RECORDS SUPPLIED =>
::::::::::
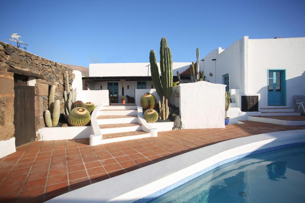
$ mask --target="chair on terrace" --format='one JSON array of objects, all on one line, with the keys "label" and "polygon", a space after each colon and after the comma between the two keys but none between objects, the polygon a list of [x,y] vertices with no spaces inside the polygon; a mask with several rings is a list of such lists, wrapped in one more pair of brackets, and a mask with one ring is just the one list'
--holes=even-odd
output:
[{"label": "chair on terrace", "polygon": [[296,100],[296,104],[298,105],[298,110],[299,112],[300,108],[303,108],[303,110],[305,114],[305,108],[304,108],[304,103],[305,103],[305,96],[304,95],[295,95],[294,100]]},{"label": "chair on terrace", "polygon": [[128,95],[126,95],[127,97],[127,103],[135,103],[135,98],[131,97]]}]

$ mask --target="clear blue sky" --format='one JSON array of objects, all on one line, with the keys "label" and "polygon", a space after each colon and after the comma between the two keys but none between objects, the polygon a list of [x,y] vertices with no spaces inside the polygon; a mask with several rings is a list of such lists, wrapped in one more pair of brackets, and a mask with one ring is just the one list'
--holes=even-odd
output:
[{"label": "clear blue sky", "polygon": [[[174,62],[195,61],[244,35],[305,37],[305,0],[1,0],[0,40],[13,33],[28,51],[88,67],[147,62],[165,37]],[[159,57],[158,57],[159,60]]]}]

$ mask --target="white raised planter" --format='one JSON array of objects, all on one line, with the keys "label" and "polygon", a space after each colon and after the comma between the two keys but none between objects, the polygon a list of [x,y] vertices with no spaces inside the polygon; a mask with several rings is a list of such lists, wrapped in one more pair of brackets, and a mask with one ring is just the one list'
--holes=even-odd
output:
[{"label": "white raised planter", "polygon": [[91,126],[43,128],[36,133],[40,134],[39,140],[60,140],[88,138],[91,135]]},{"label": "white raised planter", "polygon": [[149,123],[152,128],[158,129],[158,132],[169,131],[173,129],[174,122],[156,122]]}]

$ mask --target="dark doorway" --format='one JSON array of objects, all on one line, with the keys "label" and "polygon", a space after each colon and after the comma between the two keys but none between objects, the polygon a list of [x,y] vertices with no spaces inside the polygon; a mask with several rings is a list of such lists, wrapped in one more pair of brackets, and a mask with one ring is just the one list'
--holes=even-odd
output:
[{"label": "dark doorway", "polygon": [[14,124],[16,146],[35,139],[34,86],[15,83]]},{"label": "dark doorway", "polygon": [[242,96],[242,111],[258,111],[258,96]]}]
::::::::::
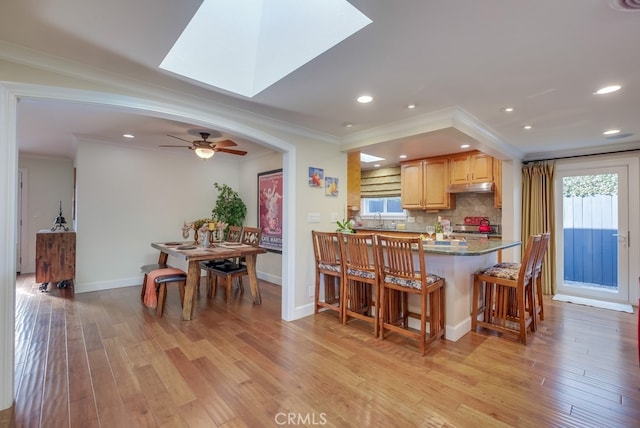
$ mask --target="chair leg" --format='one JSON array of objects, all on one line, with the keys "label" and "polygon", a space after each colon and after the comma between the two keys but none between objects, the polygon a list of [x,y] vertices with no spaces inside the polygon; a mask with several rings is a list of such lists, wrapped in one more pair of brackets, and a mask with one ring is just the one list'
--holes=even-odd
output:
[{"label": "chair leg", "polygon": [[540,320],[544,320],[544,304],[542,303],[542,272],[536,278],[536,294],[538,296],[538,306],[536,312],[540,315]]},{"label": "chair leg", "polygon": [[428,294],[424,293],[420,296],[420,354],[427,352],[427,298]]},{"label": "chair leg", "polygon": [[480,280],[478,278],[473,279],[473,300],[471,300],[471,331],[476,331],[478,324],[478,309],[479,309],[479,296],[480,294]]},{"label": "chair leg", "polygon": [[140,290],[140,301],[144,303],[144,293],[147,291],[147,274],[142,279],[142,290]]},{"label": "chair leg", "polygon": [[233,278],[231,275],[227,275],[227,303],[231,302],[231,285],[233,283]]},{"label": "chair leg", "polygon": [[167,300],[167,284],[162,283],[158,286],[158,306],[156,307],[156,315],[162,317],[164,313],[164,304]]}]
::::::::::
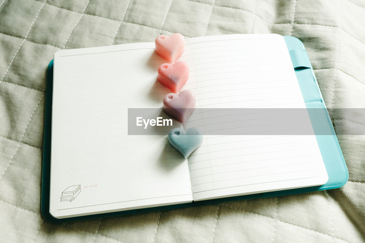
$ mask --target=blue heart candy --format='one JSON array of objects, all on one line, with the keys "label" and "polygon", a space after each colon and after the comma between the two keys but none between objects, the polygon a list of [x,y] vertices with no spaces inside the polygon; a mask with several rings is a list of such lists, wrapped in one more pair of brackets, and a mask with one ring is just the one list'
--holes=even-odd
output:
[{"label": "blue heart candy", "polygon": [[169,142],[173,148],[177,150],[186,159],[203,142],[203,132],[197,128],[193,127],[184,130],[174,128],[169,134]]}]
::::::::::
EXERCISE BRIEF => Identify every line of the material that contains the word "white", and copy each of those lines in full.

ANSWER IN FULL =>
$ mask --target="white raised planter" --format='one JSON array of objects, all on one line, with the keys "label" and "polygon", a space after each colon and after the comma between the two keys but none between objects, the polygon a list of [x,y] vertices with no spaces inside the polygon; a mask with several rings is a list of such lists, wrapped in one more pair of brackets, and a mask with one ring is just the one list'
[{"label": "white raised planter", "polygon": [[91,126],[43,128],[36,133],[40,134],[39,140],[60,140],[88,138],[91,135]]},{"label": "white raised planter", "polygon": [[149,123],[152,128],[158,129],[158,132],[169,131],[173,129],[174,122],[156,122]]}]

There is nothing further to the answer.